### Required work
Retype each entry. Leave every word as it is.

### Listed records
- - -

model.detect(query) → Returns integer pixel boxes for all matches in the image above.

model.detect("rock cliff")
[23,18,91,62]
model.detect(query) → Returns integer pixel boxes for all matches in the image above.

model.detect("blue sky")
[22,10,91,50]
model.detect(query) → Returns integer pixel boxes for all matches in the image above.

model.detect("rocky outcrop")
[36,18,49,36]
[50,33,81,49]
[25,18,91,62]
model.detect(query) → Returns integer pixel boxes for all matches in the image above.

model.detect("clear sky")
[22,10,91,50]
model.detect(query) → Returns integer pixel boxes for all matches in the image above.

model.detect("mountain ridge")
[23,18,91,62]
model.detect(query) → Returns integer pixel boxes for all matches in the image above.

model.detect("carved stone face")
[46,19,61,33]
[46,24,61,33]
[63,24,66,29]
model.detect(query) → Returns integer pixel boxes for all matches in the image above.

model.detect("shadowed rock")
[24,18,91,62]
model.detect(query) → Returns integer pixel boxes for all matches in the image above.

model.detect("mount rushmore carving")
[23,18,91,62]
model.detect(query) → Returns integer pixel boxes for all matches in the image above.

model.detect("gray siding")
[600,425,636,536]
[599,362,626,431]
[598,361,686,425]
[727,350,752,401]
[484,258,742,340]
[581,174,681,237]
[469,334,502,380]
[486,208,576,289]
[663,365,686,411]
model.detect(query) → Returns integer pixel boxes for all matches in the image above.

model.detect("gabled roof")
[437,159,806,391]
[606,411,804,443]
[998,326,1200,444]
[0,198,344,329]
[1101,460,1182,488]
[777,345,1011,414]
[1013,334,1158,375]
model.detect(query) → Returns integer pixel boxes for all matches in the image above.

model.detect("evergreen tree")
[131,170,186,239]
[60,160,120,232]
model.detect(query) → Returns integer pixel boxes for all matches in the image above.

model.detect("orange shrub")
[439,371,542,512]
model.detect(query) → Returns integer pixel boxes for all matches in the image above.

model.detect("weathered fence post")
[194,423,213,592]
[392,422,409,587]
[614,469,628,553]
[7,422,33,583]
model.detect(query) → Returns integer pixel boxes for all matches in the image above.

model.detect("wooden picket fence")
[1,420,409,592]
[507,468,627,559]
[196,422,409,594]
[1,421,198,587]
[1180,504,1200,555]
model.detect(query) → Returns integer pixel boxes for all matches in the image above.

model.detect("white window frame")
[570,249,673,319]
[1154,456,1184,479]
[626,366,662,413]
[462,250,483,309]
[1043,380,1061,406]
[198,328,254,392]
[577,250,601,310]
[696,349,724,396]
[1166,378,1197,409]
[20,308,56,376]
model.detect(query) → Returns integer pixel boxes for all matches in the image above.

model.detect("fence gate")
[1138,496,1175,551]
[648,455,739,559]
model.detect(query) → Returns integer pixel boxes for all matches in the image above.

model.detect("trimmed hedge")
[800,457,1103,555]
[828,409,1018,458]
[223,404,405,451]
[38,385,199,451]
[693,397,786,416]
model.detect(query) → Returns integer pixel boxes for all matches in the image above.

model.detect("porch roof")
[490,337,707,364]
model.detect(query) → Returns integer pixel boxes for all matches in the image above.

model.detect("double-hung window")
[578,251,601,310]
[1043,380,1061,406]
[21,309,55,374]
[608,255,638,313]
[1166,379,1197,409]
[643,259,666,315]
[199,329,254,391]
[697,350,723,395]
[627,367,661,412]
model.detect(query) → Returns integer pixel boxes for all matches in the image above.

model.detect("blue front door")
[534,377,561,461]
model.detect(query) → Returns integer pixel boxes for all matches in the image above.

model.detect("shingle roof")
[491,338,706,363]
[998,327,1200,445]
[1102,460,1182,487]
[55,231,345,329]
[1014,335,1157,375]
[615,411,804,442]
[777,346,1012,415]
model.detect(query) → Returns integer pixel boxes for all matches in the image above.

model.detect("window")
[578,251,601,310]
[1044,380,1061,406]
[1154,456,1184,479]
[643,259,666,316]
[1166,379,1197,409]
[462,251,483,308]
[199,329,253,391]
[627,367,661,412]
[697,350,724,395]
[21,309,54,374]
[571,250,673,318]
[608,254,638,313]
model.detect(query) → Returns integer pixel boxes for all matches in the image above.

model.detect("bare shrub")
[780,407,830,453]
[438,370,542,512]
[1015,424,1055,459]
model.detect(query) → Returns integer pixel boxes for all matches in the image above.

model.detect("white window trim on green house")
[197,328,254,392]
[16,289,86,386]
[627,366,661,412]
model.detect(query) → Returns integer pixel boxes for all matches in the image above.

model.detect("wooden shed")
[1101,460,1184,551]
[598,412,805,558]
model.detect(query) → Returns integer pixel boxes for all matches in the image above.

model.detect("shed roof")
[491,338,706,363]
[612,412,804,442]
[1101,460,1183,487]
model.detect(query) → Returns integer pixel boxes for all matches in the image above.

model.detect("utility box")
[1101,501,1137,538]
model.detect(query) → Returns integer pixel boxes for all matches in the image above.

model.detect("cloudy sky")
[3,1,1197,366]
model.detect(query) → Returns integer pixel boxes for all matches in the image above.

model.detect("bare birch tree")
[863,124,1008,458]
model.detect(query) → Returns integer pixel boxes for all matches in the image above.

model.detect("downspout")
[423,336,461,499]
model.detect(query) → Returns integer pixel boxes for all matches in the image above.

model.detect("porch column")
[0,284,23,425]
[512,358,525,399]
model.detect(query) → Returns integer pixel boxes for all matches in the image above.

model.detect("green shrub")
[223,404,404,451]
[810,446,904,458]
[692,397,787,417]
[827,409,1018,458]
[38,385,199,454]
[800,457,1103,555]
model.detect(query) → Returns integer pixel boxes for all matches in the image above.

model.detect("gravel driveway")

- - -

### Output for this task
model.detect(query) → Returns integer pixel boxes for all matches in the image above.

model.detect("rock cliff")
[23,18,91,62]
model.detect(query) → Returns integer pixel boxes for all matches in the image above.

model.detect("blue sky")
[22,10,91,50]
model.detect(query) → Returns integer pixel boxes for all matches in the image above.

model.detect("rocky outcrop")
[36,18,49,36]
[50,33,81,49]
[25,18,91,62]
model.detect(query) → Returns integer pixel boxes for all matches in the image above.

model.detect("clear sky")
[22,10,91,50]
model.detect(query) → Returns integer pixel boxes for all matches in the image above.

model.detect("mountain ridge")
[23,18,91,62]
model.detect(query) → Returns integer pixel boxes for all matches in the image above.

model.detect("carved stone face")
[46,19,61,33]
[46,24,61,33]
[63,24,66,29]
model.detect(query) → Returns integer pixel boxes for all matches in the image above.

model.detect("shadowed rock")
[24,18,91,62]
model.detect(query) → Returns integer pixel boxes for all matches in the image above.

model.detect("mount rushmore carving")
[23,18,91,62]
model.detect(query) → Returns integer pixel boxes for all matches in the image above.

model.detect("gray siding")
[600,425,636,536]
[599,362,626,431]
[598,361,686,425]
[727,350,752,401]
[484,258,742,340]
[581,174,681,237]
[469,334,502,380]
[486,208,576,289]
[663,365,686,411]
model.detect(query) → Returns integer pixel boxes for all matches in the image above.

model.detect("gabled roof")
[437,159,806,391]
[606,411,804,443]
[998,326,1200,444]
[0,198,344,329]
[1101,460,1182,488]
[777,345,1011,414]
[1013,334,1158,375]
model.detect(query) → Returns integer pixel boxes for all matches in the image above.

model.detect("evergreen tree")
[131,170,186,239]
[60,160,120,232]
model.detect(query) → Returns integer pixel boxes for all matches in the image above.

model.detect("orange shrub")
[439,371,542,512]
model.detect(query) → Returns integer pixel boxes for all matches in the image above.

model.detect("weathered fence post")
[194,423,213,592]
[392,422,409,587]
[614,469,628,553]
[7,422,33,583]
model.detect(query) → Returns integer pixel boxes for all matches in the image above.

model.detect("wooden picket fence")
[1,420,409,592]
[507,468,627,559]
[196,422,409,594]
[1,421,198,587]
[1180,504,1200,555]
model.detect(query) → Returns integer pixel boxes for all matches in the image above.

model.detect("white window frame")
[570,249,673,319]
[1154,456,1184,479]
[626,366,662,413]
[462,250,483,309]
[1043,380,1061,406]
[198,328,254,392]
[577,250,601,310]
[696,349,724,396]
[1166,378,1197,409]
[20,308,56,376]
model.detect(query) → Returns integer pixel boxes for all matches in the image above.

model.detect("fence gate")
[1138,496,1175,551]
[648,455,739,559]
model.detect(query) → Returns integer pixel boxes for all matches in the image above.

model.detect("trimmed hedge")
[800,457,1103,555]
[828,409,1018,458]
[223,404,405,451]
[38,385,199,451]
[693,397,786,416]
model.detect(query) → Returns integer pixel boxes for all matches in the image above.

model.detect("porch roof")
[490,337,707,364]
model.detect(query) → Returns integer pixel boxes for all matches in the image above.

model.detect("double-hung window")
[578,251,601,310]
[1043,380,1061,406]
[21,309,55,374]
[608,255,638,313]
[1166,379,1197,409]
[643,259,666,315]
[199,329,254,391]
[697,350,723,395]
[627,367,661,412]
model.detect(query) → Returns integer pixel boxes for all matches in the image above.

model.detect("blue front door")
[534,377,561,461]
model.detect(query) → Returns integer pixel boxes for all matches in the image above.

model.detect("shingle roof")
[491,338,706,363]
[998,327,1200,445]
[1102,460,1182,487]
[55,231,345,329]
[1014,335,1157,375]
[615,411,804,442]
[777,346,1012,415]
model.detect(query) → Returns integer pixel boxes for all matches in the image above.

model.detect("window")
[578,251,601,310]
[1044,380,1061,406]
[1154,456,1184,479]
[643,259,666,316]
[1166,379,1197,409]
[462,251,483,308]
[199,329,253,391]
[627,367,661,412]
[697,350,724,395]
[21,309,54,374]
[571,250,673,318]
[608,254,638,313]
model.detect(query) → Returns integer pixel boxes for all matches in the image above.

model.detect("bare shrub")
[780,407,830,453]
[438,370,542,512]
[1015,424,1055,459]
model.detect(query) → Returns integer pixel boxes for all matches in the image above.

model.detect("white window trim on green house")
[197,328,254,392]
[16,289,86,386]
[627,366,661,412]
model.detect(query) → Returns integer pixel boxes for all matches in the image above.

model.detect("wooden shed")
[1101,460,1184,551]
[598,412,805,558]
model.detect(query) → Returns integer pixel boxes for all matches in the image above.

model.detect("shed roof")
[491,338,706,363]
[612,412,804,442]
[1101,460,1183,487]
model.detect(query) → Returns integer pixel boxes for all matches in the image above.

model.detect("utility box")
[1101,501,1137,538]
model.detect(query) → Returns integer pixel boxes for all matches in the image above.

model.detect("cloudy sky")
[3,1,1197,366]
model.detect(query) → Returns integer pixel boxes for all matches in the image above.

model.detect("bare birch tree")
[863,124,1008,458]
model.detect(query) → Returns integer pixel boxes for all matches in the image above.

model.detect("downspout")
[423,336,461,499]
model.detect(query) → Returns integer pixel boxes for all matches in the image above.

model.detect("porch column")
[0,284,23,425]
[512,358,525,399]
model.detect(query) → Returns integer pixel boxes for all matches in the image above.

model.detect("green shrub")
[223,404,404,451]
[810,446,904,458]
[692,397,787,417]
[827,409,1018,458]
[38,385,199,454]
[800,457,1103,555]
model.detect(query) → Returns integer pixel boxes for all matches in the image above.

model.detect("gravel driveway")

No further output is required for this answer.